### [EXERCISE OBJECTIVE]
Format the lines of the records, starting with the line containing "Scouting pass: put a marker on the leaning" and going on through the end of the records, as a JSON list of strings with one string per line, leaving out any blank lines.

++++++++

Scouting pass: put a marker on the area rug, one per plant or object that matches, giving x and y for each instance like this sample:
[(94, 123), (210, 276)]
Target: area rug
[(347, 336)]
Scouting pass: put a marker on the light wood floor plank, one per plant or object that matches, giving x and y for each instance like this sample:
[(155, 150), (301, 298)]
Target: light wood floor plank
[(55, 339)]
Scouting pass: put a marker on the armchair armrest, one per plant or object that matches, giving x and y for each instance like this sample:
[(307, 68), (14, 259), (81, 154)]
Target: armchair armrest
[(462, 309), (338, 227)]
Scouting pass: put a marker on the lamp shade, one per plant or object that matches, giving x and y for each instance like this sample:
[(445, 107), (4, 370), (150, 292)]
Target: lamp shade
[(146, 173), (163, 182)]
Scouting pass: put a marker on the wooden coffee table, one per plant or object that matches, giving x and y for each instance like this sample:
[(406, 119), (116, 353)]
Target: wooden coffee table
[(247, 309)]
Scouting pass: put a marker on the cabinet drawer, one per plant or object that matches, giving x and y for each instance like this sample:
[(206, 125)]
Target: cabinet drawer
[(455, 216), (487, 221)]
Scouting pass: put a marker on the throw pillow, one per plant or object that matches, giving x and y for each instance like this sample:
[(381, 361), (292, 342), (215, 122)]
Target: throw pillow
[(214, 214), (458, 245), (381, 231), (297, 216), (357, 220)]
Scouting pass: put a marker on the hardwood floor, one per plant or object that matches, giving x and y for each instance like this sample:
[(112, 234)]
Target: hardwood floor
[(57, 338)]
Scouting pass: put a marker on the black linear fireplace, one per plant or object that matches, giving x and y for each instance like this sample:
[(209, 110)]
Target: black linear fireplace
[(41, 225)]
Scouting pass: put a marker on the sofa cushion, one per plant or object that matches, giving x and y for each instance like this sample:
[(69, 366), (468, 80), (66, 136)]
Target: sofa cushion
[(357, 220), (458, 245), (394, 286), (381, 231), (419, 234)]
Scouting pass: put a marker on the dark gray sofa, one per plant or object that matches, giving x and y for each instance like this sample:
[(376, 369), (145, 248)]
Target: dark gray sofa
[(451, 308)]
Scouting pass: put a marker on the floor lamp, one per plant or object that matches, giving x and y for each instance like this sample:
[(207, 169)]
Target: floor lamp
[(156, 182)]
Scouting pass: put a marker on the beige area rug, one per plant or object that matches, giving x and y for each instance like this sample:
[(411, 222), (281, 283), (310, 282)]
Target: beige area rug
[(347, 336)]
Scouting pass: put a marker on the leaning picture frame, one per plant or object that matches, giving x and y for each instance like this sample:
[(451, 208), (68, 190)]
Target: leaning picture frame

++++++++

### [THE REPLY]
[
  "Scouting pass: put a marker on the leaning picture frame, one per plant or object that matches, giving x and y for each instance like this sample:",
  "[(451, 208), (68, 190)]",
  "Target: leaning picture frame"
]